- WRITTEN REQUEST
Filter the listing below, keeping only the lines that contain the string "fast". Treat case as significant when matching.

(Records of labeled points)
━━━━━━━━━━━━━━━━

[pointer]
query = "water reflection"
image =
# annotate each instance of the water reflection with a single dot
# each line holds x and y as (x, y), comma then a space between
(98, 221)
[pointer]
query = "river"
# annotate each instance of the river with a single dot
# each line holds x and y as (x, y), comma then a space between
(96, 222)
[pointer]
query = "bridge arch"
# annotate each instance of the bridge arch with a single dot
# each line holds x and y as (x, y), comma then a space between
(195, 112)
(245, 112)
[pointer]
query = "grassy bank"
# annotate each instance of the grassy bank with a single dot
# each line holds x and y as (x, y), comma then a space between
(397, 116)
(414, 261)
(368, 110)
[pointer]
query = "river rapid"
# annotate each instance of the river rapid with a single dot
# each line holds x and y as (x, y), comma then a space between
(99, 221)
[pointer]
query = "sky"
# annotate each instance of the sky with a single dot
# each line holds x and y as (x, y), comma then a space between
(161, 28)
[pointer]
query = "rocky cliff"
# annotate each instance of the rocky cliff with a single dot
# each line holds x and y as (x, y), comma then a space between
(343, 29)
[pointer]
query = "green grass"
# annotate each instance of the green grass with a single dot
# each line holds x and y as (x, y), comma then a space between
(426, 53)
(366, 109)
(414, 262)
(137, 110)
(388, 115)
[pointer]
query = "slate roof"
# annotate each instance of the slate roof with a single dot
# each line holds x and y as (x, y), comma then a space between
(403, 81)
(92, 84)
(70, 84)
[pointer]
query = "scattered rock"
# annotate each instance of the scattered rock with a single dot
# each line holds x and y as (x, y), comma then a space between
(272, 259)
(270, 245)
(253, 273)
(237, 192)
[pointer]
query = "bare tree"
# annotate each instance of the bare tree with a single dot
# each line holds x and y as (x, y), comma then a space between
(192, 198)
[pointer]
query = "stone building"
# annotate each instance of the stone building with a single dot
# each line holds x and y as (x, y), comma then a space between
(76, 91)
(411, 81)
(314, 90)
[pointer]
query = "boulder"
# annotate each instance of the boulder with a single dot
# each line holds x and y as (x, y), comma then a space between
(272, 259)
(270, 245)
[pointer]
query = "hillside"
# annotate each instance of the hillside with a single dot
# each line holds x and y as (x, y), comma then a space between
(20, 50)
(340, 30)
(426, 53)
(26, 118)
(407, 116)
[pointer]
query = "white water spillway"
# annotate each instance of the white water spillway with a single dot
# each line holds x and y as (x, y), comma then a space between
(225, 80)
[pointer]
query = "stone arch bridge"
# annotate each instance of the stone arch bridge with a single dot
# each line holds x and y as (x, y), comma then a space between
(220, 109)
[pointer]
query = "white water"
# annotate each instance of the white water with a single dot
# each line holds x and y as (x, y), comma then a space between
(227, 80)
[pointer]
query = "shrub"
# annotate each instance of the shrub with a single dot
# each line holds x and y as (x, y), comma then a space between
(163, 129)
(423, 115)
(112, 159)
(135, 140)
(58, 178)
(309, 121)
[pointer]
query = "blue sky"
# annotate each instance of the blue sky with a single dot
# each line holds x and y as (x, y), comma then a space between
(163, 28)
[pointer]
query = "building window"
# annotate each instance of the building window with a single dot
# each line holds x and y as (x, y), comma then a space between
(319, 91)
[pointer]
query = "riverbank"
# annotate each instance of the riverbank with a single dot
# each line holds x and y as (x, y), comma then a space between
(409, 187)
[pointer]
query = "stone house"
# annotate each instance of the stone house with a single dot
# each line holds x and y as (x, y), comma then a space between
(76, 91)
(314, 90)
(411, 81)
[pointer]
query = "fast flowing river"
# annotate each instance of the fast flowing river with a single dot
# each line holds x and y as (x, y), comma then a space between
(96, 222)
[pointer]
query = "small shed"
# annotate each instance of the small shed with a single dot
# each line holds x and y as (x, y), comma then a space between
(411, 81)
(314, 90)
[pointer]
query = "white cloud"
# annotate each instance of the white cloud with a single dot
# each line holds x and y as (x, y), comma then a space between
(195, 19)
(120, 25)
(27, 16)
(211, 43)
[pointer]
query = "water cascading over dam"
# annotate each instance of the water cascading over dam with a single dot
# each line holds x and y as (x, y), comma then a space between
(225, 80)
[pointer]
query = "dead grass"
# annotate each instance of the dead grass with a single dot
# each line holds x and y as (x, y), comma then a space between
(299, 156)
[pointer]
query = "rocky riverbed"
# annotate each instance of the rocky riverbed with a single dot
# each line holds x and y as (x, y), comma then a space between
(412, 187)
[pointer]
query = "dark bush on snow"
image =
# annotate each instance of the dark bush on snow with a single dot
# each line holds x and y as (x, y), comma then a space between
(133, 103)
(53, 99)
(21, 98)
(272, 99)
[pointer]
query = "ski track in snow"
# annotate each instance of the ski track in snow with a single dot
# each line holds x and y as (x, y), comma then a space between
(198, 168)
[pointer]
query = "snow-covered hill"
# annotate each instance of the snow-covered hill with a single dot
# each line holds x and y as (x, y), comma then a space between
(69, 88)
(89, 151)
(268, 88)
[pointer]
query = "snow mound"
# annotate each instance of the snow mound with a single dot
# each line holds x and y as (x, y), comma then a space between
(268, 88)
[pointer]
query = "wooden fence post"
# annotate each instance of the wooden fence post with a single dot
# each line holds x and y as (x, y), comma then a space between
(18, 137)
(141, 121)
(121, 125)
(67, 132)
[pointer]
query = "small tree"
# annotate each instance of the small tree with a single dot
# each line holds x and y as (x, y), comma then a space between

━━━━━━━━━━━━━━━━

- REPLY TO THE TASK
query = "fast flowing river"
# annotate each instance of the fast flowing river with a single dot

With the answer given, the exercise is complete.